*PROBLEM:*
Copy out the records precisely, omitting pictures.

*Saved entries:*
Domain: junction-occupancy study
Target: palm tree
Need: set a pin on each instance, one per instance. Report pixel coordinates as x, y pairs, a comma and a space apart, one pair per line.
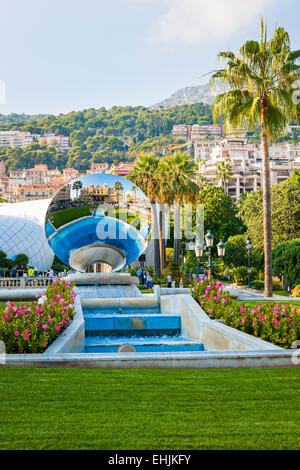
144, 175
224, 173
179, 170
260, 77
76, 186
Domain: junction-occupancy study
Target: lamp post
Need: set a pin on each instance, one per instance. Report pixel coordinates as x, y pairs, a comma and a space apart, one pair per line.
209, 238
248, 248
199, 248
221, 248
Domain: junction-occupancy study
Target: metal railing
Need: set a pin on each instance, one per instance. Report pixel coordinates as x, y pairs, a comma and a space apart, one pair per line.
24, 282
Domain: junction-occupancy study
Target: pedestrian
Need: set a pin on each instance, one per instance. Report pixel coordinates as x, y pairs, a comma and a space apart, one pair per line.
21, 271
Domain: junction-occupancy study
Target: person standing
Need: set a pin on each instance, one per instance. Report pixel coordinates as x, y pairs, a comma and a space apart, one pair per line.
14, 271
149, 281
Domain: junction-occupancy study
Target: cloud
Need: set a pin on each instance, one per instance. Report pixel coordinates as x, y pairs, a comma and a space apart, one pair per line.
197, 21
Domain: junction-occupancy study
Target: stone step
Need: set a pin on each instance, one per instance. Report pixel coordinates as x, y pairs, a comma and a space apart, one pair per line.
132, 325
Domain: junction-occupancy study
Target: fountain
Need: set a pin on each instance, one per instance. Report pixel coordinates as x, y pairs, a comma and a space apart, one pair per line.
98, 225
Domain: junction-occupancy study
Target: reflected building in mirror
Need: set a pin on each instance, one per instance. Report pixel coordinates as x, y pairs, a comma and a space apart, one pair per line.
99, 220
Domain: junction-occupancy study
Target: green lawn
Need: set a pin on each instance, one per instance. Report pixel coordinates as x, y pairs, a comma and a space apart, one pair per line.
149, 409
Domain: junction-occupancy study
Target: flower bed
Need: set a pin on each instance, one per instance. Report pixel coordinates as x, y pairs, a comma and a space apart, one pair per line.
31, 328
270, 321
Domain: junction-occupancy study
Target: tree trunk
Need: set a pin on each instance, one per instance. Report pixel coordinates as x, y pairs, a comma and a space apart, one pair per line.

*RESPONSE AREA:*
Domain: junction-occupancy study
Target: palm tree
Need: set a pin on each instance, one per instance. Report pixel coordinates as x, y pairs, a comma and a space apart, one pair per line.
144, 175
224, 173
179, 170
260, 77
76, 186
Domain: junction-occupancy study
Target: lamp post
Need: set a pin on each instance, one per instance. Report pixel coordinates as x, y pairs, a comma and a space apart, one pair per line.
209, 238
248, 248
199, 248
221, 248
Domain: junction-occupancy study
Target: metal railing
Need: set a pin on each instance, one per instance. Report pixel coordinates as x, y pairs, a comma and a space apart, one pair per line.
24, 282
Domain: junction-occupancy study
Target: pedestrian
Need: set a pin on each instance, one per instance. Report pixel coordinates as x, y pairs, a comma and a space apart, one pair per line.
21, 271
Domain: junction-occupancy study
Target: person standing
Need: set a pin on each instance, one per instance. Report pixel coordinates as x, y pairs, a comma and a space apart, one pair per line.
14, 271
149, 281
Domain: junction-occupancy study
Target: cloud
Need: set a pin on each instance, one per instance. Report pixel coordinates as x, y pairs, a comma and a space apart, one pair per line.
197, 21
Domain: junction-occupancy study
Target: stone step
Need: set a pin on each instance, one per instance. Report pixel coordinates as x, y pairs, a comma and a space apart, one pair per line.
132, 325
Domain: junction-occupancy study
Target: fountain
Need: set a pin on each instance, one per instance. Report pixel coordinates as x, y pairs, a comma and a space apart, one pair per line.
98, 225
Domain: junction-occupancy study
Target: reflected building in mirror
Need: set a pin on each instance, one per instance. Report pixel coordinates as x, y pairs, a comma and a space apart, one pair per line.
99, 220
Domain: junction-occupancy study
Target: green lawn
Need: set a pin on each instance, one per instance. Report pixel coordinates as x, y pairs, a comma and a space apart, one pair per line.
149, 409
Domain: junction-occupancy study
Target: flower bed
Need: set a pin on each instance, one per instance. Report pixel coordinates as x, y pairs, a comma and a space apart, one pair per line.
31, 328
270, 321
Domain: junction-occupancy study
Target: tree trunk
Need: set a pin on each instance, one per instance. Report pixel coordinates as x, y pairs, a comma and a space apart, one pair per line.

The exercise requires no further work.